- **Goal**
Reproduce verbatim the lines of the listing below, starting at the line that contains "of the water" and ending at the close of the listing. Omit the pictures from your reproduction.

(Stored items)
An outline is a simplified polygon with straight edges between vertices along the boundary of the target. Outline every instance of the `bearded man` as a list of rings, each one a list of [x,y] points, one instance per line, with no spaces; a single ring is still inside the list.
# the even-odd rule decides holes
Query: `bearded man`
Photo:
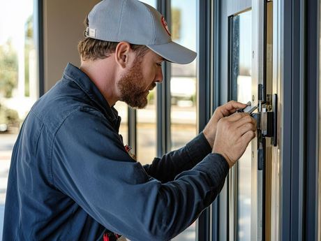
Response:
[[[255,136],[252,117],[233,114],[246,105],[230,102],[185,147],[142,166],[124,147],[113,106],[144,108],[162,62],[196,54],[136,0],[103,0],[87,22],[80,68],[68,64],[15,145],[3,240],[169,240],[214,200]]]

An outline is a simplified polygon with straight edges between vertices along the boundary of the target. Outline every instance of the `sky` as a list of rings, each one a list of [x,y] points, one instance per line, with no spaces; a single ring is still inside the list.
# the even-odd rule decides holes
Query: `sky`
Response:
[[[0,45],[11,38],[21,42],[24,23],[33,11],[33,0],[0,0]]]

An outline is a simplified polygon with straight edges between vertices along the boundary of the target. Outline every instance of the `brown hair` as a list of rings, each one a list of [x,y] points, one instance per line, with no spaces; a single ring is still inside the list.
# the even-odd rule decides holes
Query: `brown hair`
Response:
[[[89,20],[86,17],[84,24],[88,27]],[[86,36],[86,31],[84,33]],[[105,59],[115,52],[119,42],[109,42],[99,39],[86,37],[78,43],[78,51],[82,60],[96,60]],[[142,57],[145,54],[148,48],[146,45],[130,44],[133,50],[137,52],[136,56]]]

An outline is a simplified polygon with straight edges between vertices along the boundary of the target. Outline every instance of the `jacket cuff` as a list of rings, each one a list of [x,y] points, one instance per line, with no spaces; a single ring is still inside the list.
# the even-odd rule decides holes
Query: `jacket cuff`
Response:
[[[194,139],[186,144],[187,154],[194,165],[201,161],[206,156],[211,153],[211,147],[201,132]]]

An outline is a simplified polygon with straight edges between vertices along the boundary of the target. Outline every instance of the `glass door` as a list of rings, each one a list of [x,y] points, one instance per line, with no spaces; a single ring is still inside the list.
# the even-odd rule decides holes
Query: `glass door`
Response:
[[[230,17],[230,96],[241,103],[251,102],[252,11]],[[235,173],[236,240],[251,240],[251,146],[237,163]],[[232,198],[232,197],[231,197]]]
[[[271,240],[272,186],[278,183],[272,180],[278,98],[273,82],[273,1],[220,3],[221,103],[235,100],[257,108],[253,114],[257,137],[228,177],[225,237],[230,241]]]

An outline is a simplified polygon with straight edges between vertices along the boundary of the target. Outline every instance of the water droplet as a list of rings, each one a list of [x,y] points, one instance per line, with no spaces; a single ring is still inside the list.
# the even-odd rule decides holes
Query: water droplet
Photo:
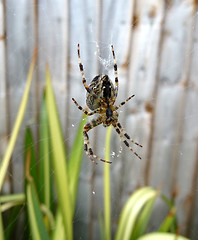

- **Exercise solution**
An outline is a simplified polygon with straight edges between vertices along the boundary of the target. Outline every instance of the water droplet as a list of rings, each one a list of [x,y] points, one instance per line, with no spaces; a single ring is still inside the list.
# the even-odd rule decides holes
Query: water droplet
Photo:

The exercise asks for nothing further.